WHAT IS REQUIRED:
Copy out each line of the items below that contains the word "cabinet", matching case exactly.

DATA SHOWN:
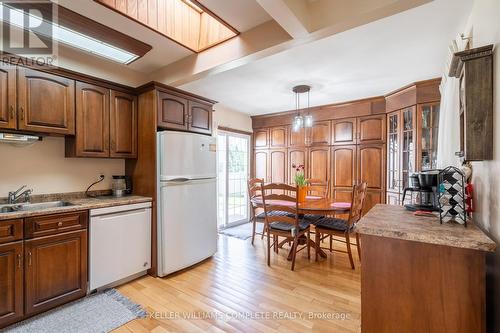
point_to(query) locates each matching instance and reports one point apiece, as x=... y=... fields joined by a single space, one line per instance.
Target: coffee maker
x=425 y=185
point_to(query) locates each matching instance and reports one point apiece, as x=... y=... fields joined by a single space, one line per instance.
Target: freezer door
x=187 y=224
x=186 y=155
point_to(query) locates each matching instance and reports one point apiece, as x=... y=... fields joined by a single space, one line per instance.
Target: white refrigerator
x=187 y=203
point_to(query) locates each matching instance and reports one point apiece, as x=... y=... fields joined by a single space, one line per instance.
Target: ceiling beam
x=294 y=22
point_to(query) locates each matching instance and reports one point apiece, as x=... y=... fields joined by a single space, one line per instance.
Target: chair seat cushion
x=303 y=225
x=332 y=223
x=272 y=213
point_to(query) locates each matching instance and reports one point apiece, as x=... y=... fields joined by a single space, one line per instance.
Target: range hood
x=19 y=139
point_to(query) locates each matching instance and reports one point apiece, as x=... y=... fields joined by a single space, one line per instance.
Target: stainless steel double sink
x=33 y=206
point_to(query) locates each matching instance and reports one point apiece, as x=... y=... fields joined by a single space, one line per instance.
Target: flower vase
x=302 y=193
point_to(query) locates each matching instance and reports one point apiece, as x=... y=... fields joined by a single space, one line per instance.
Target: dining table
x=312 y=205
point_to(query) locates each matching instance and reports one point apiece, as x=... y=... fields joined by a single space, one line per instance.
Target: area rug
x=101 y=312
x=242 y=231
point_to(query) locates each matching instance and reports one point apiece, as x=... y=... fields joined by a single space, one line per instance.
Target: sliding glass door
x=233 y=155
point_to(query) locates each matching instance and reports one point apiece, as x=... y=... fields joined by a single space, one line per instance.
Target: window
x=233 y=152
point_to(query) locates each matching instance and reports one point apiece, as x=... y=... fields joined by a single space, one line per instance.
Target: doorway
x=233 y=160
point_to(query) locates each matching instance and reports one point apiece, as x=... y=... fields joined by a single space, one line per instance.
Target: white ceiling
x=241 y=14
x=370 y=60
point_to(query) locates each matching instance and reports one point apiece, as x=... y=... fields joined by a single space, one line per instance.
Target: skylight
x=186 y=22
x=69 y=37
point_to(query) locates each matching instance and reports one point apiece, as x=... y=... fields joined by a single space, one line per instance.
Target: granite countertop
x=79 y=203
x=397 y=222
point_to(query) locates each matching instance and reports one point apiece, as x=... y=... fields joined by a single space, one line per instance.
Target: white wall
x=43 y=168
x=485 y=23
x=226 y=117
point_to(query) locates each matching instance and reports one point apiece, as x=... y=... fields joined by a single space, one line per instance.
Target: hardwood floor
x=235 y=290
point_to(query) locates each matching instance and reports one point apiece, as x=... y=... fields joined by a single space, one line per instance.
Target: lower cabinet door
x=11 y=283
x=56 y=270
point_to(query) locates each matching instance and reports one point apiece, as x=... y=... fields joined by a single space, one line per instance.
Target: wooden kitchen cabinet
x=8 y=103
x=277 y=136
x=56 y=270
x=200 y=117
x=371 y=129
x=92 y=122
x=11 y=281
x=261 y=138
x=46 y=102
x=123 y=125
x=172 y=111
x=344 y=131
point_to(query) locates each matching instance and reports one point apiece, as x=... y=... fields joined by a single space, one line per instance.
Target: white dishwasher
x=120 y=244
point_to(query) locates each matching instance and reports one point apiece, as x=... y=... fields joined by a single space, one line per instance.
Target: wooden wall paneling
x=344 y=166
x=278 y=137
x=371 y=129
x=321 y=133
x=11 y=276
x=296 y=139
x=278 y=166
x=318 y=162
x=143 y=169
x=261 y=138
x=371 y=165
x=262 y=164
x=123 y=125
x=8 y=92
x=296 y=156
x=344 y=131
x=46 y=102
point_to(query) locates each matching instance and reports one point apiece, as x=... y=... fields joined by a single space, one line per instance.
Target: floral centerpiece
x=301 y=182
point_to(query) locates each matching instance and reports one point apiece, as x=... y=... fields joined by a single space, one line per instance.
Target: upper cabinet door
x=278 y=137
x=11 y=276
x=92 y=121
x=371 y=165
x=123 y=125
x=200 y=117
x=172 y=112
x=261 y=138
x=344 y=166
x=319 y=163
x=297 y=139
x=46 y=102
x=344 y=131
x=320 y=133
x=371 y=129
x=8 y=96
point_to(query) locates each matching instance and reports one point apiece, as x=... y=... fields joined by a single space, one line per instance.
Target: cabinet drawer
x=11 y=230
x=55 y=224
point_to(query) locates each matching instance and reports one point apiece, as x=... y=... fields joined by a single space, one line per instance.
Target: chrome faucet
x=14 y=196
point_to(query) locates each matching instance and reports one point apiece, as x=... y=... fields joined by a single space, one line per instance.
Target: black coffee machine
x=425 y=184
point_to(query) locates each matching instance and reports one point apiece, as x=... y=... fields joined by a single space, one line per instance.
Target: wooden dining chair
x=331 y=226
x=290 y=225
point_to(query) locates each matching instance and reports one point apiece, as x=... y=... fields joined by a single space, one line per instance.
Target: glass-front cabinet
x=428 y=127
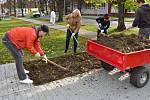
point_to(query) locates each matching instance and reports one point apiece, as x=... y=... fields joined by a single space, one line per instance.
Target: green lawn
x=53 y=45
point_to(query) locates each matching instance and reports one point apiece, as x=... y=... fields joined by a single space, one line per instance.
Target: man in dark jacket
x=142 y=19
x=103 y=24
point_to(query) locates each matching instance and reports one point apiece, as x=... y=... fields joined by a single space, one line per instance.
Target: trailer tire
x=139 y=77
x=107 y=66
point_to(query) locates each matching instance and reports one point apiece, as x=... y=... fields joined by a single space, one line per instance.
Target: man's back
x=142 y=19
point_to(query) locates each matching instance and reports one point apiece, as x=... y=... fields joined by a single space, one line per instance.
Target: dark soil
x=124 y=43
x=41 y=73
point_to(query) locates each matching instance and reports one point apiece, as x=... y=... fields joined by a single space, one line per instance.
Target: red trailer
x=132 y=64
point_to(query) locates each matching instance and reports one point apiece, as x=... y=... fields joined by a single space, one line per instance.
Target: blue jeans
x=68 y=36
x=17 y=54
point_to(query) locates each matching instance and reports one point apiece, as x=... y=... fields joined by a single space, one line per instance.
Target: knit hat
x=45 y=29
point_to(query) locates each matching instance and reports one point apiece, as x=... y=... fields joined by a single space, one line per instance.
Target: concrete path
x=95 y=85
x=84 y=33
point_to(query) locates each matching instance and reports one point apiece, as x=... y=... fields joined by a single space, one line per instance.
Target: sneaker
x=26 y=81
x=26 y=71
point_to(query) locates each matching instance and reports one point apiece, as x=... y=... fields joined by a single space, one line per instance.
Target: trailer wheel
x=107 y=66
x=139 y=77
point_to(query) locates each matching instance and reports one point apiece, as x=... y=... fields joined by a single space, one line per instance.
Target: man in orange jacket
x=24 y=37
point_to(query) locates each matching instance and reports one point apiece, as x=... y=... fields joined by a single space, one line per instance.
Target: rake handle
x=49 y=61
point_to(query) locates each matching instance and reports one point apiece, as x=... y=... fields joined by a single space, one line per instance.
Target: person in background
x=73 y=21
x=25 y=38
x=142 y=19
x=53 y=17
x=103 y=24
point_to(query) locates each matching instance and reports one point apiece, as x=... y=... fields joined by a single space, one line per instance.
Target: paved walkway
x=95 y=85
x=84 y=33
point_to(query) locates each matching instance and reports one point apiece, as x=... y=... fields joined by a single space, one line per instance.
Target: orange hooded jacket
x=24 y=37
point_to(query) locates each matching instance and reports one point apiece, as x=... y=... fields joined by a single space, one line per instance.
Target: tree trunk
x=80 y=4
x=14 y=2
x=121 y=24
x=60 y=6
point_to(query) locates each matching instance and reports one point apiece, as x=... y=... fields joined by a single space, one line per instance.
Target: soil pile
x=41 y=73
x=124 y=43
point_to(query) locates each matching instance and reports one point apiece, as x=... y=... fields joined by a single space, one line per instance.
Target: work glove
x=73 y=34
x=44 y=58
x=37 y=55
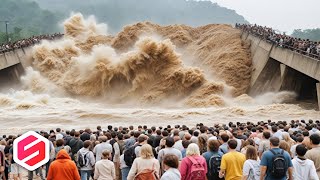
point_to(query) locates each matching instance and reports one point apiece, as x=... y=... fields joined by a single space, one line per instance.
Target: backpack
x=82 y=160
x=279 y=165
x=129 y=155
x=149 y=174
x=121 y=146
x=214 y=167
x=197 y=170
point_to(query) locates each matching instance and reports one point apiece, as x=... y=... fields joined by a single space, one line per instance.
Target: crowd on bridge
x=270 y=150
x=303 y=46
x=27 y=42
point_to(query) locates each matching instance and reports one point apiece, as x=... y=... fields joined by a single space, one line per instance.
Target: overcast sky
x=284 y=15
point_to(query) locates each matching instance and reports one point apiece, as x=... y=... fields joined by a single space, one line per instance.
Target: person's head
x=59 y=142
x=232 y=144
x=285 y=146
x=170 y=161
x=274 y=129
x=103 y=138
x=225 y=137
x=251 y=153
x=266 y=134
x=142 y=139
x=185 y=143
x=274 y=141
x=213 y=145
x=106 y=154
x=301 y=150
x=77 y=134
x=146 y=151
x=299 y=139
x=193 y=149
x=87 y=144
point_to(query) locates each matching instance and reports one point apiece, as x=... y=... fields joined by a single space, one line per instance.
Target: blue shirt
x=223 y=148
x=209 y=154
x=266 y=160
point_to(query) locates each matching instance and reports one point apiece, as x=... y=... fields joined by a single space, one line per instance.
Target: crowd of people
x=27 y=42
x=303 y=46
x=241 y=151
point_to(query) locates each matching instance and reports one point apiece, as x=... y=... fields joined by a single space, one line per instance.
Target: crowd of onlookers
x=27 y=42
x=303 y=46
x=254 y=151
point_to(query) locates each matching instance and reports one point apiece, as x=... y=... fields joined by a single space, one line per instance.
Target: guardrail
x=300 y=51
x=35 y=40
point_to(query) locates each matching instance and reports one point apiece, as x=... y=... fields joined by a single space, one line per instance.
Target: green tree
x=312 y=34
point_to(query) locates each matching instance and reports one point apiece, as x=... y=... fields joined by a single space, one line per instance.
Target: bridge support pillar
x=318 y=94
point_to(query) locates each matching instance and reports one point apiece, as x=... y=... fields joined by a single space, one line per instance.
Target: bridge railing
x=27 y=42
x=266 y=36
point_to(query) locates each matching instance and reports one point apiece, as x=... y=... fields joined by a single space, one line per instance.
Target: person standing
x=145 y=166
x=193 y=166
x=104 y=169
x=303 y=168
x=88 y=160
x=213 y=158
x=251 y=167
x=171 y=164
x=232 y=162
x=99 y=148
x=63 y=168
x=314 y=153
x=275 y=163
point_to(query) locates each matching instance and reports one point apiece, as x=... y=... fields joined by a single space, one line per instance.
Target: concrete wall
x=276 y=68
x=11 y=67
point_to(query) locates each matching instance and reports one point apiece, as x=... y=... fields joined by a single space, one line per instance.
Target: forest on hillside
x=312 y=34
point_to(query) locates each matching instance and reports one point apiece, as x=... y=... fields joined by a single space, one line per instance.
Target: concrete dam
x=274 y=69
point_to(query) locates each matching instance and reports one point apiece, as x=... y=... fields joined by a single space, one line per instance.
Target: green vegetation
x=312 y=34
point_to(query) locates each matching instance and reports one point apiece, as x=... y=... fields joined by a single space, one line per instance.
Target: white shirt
x=98 y=149
x=104 y=170
x=304 y=169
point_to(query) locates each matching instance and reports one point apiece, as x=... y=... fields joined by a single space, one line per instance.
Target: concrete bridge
x=276 y=69
x=12 y=65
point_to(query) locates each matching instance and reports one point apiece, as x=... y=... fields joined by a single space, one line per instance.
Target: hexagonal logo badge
x=31 y=150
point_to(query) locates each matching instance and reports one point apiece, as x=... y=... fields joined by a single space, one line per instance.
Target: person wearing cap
x=213 y=150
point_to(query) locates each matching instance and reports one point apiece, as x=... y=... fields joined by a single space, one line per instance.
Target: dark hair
x=165 y=133
x=185 y=143
x=225 y=137
x=171 y=160
x=60 y=142
x=305 y=133
x=315 y=139
x=213 y=145
x=142 y=138
x=86 y=143
x=275 y=141
x=169 y=141
x=299 y=138
x=301 y=150
x=266 y=134
x=232 y=144
x=120 y=136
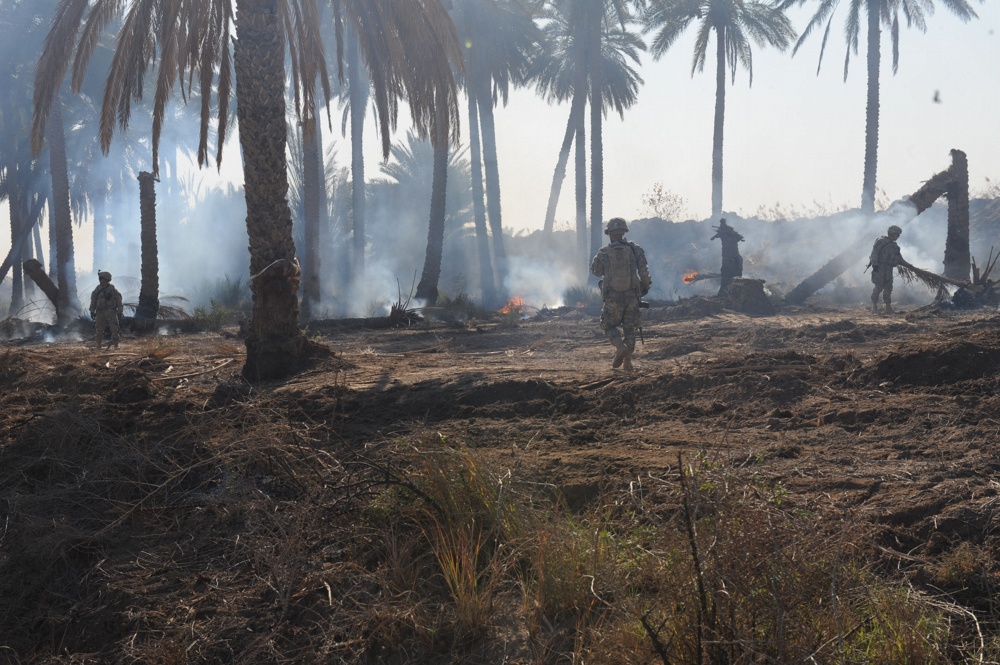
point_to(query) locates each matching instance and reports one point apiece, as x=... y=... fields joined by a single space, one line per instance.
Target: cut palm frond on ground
x=931 y=280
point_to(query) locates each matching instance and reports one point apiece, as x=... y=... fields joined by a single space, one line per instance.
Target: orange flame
x=514 y=306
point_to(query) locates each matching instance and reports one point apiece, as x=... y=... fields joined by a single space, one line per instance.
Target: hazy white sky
x=794 y=138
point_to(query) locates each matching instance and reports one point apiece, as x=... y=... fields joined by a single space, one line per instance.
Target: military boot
x=620 y=356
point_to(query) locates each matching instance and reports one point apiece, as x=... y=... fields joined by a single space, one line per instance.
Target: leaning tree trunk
x=491 y=168
x=69 y=305
x=427 y=288
x=486 y=284
x=720 y=118
x=358 y=92
x=957 y=260
x=311 y=167
x=36 y=272
x=275 y=345
x=560 y=172
x=871 y=112
x=149 y=287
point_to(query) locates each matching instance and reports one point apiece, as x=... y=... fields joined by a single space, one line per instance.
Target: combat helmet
x=616 y=224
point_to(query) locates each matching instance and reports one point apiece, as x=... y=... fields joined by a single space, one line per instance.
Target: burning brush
x=694 y=276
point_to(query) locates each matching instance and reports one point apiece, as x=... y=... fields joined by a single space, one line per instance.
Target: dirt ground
x=893 y=421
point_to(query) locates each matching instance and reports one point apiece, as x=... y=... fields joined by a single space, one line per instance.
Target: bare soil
x=893 y=421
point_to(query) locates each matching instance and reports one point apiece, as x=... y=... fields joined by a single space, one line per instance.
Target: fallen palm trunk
x=34 y=270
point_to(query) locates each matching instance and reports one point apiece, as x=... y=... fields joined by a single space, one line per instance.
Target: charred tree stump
x=34 y=270
x=732 y=262
x=952 y=181
x=957 y=258
x=747 y=296
x=149 y=289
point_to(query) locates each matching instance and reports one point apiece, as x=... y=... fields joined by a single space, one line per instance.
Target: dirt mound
x=941 y=362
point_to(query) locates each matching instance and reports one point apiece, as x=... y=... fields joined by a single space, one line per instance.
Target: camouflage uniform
x=621 y=307
x=885 y=257
x=106 y=308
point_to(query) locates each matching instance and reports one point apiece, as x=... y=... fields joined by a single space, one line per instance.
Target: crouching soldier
x=106 y=308
x=625 y=279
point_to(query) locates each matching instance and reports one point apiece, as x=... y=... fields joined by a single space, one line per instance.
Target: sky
x=794 y=139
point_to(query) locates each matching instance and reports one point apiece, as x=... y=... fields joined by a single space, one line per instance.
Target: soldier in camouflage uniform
x=884 y=258
x=106 y=308
x=625 y=278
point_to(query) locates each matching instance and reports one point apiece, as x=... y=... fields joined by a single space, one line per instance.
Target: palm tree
x=149 y=289
x=879 y=13
x=500 y=36
x=193 y=38
x=735 y=24
x=590 y=59
x=427 y=287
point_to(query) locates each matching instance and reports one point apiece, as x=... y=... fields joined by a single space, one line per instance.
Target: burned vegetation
x=786 y=487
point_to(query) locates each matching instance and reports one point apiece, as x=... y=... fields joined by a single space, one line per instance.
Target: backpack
x=621 y=267
x=875 y=258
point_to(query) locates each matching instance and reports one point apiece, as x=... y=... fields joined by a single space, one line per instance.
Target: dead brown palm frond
x=931 y=280
x=52 y=65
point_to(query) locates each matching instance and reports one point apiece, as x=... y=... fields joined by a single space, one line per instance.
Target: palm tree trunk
x=37 y=234
x=486 y=284
x=311 y=166
x=275 y=345
x=358 y=92
x=580 y=170
x=69 y=304
x=17 y=235
x=427 y=288
x=149 y=287
x=560 y=172
x=957 y=260
x=596 y=142
x=872 y=110
x=491 y=168
x=720 y=117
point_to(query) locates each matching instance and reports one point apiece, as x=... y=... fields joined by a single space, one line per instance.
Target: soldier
x=622 y=265
x=106 y=308
x=884 y=257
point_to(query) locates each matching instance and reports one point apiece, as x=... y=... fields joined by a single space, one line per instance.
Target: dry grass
x=249 y=533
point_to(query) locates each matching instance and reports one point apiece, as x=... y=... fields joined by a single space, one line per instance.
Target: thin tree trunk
x=17 y=232
x=492 y=172
x=149 y=287
x=275 y=345
x=720 y=118
x=311 y=186
x=872 y=110
x=580 y=171
x=69 y=304
x=359 y=101
x=486 y=284
x=100 y=236
x=560 y=172
x=596 y=142
x=427 y=288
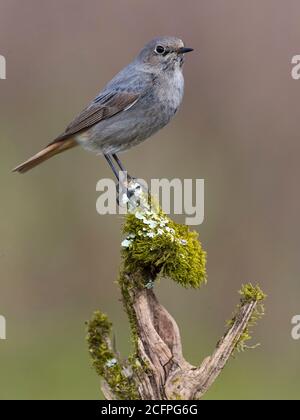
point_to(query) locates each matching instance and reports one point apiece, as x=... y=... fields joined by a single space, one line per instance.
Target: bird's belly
x=125 y=129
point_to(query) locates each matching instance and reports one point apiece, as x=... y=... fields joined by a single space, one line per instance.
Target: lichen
x=156 y=244
x=117 y=374
x=249 y=293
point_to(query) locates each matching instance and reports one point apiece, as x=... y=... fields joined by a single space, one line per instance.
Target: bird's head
x=164 y=53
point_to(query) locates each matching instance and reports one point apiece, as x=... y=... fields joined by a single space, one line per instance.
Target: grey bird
x=134 y=105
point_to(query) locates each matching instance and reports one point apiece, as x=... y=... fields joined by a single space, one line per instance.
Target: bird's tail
x=49 y=151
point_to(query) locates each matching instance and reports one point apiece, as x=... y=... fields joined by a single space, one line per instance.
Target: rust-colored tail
x=49 y=151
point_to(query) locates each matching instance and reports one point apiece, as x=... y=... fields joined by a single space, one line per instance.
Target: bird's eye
x=159 y=49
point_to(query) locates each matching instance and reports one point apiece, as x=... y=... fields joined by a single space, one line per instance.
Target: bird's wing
x=103 y=107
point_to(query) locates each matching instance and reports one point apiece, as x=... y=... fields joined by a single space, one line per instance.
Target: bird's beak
x=184 y=50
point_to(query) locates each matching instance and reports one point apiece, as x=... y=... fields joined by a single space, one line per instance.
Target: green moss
x=249 y=293
x=156 y=244
x=118 y=375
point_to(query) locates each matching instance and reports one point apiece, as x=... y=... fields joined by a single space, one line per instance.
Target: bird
x=140 y=100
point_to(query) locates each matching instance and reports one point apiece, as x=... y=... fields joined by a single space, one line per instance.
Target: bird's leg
x=119 y=163
x=130 y=189
x=121 y=166
x=111 y=164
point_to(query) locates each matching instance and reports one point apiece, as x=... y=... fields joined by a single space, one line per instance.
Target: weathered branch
x=157 y=369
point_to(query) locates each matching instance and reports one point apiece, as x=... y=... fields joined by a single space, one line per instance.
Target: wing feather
x=102 y=108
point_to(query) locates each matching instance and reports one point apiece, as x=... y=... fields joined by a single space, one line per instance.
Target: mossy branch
x=154 y=247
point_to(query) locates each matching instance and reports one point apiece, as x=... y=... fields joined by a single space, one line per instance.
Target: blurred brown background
x=238 y=129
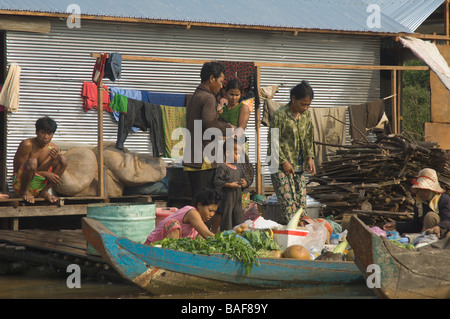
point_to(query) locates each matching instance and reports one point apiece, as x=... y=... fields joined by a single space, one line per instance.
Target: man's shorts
x=37 y=183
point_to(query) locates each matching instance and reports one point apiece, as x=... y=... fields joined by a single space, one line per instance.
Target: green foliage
x=227 y=243
x=416 y=100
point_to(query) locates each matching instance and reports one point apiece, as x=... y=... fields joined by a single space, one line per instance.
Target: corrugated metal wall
x=55 y=65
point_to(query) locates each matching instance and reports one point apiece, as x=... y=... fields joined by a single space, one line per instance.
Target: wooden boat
x=141 y=263
x=403 y=273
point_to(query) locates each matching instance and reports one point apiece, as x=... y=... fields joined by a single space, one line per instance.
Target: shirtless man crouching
x=38 y=164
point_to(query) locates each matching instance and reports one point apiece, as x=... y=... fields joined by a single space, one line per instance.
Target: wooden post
x=101 y=185
x=394 y=108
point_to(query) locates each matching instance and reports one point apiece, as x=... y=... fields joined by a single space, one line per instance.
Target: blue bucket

FULL SOLUTION:
Target: lower cabinet door
Target: wooden kitchen cabinet
Target: upper cabinet door
Target: cabinet drawer
Target: glass-front cabinet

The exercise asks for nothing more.